+++ Quelltext +++

Die meisten Sterbefälle heute entsprechen nicht dem, was wir häufig als «guten» Tod bezeichnen – etwa mit Kontrolle über den eigenen Körper und Geist, und wenig Pflegebedarf. Das zeigt die neue Studie von Marcus Ebeling, Demograf am Max-Planck-Institut für demografische Forschung (MPIDR) in Rostock und seinen beiden Kolleginnen vom Karolinska Institut in Stockholm.
Verlängerter Sterbeprozess?
«Unsere Ergebnisse legen die Hypothese nahe, dass die steigende Lebenserwartung gerade in höheren Altersstufen teilweise auf einen verlängerten Sterbeprozess zurückzuführen ist», sagt Ebeling. Der Frage gehen Demografen weltweit schon seit Jahrzehnten nach, ob die steigende Lebenserwartung auch mehr Lebensjahre in guter Gesundheit oder doch eher längere Krankheitsphasen bringt. Die vorliegende Studie ist ein Beitrag zu diesem Diskurs.

+++ Bereitgestelltes Material +++

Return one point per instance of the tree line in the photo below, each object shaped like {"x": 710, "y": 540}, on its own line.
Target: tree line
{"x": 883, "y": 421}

+++

Deine Aufgabe
Kannst du den Quelltext über Sterbefälle und steigende Lebenserwartung vollständig und Wort für Wort wiedergeben?

Antwort
Die meisten Sterbefälle heute entsprechen nicht dem, was wir häufig als «guten» Tod bezeichnen – etwa mit Kontrolle über den eigenen Körper und Geist, und wenig Pflegebedarf. Das zeigt die neue Studie von Marcus Ebeling, Demograf am Max-Planck-Institut für demografische Forschung (MPIDR) in Rostock und seinen beiden Kolleginnen vom Karolinska Institut in Stockholm.
Verlängerter Sterbeprozess?
«Unsere Ergebnisse legen die Hypothese nahe, dass die steigende Lebenserwartung gerade in höheren Altersstufen teilweise auf einen verlängerten Sterbeprozess zurückzuführen ist», sagt Ebeling. Der Frage gehen Demografen weltweit schon seit Jahrzehnten nach, ob die steigende Lebenserwartung auch mehr Lebensjahre in guter Gesundheit oder doch eher längere Krankheitsphasen bringt. Die vorliegende Studie ist ein Beitrag zu diesem Diskurs.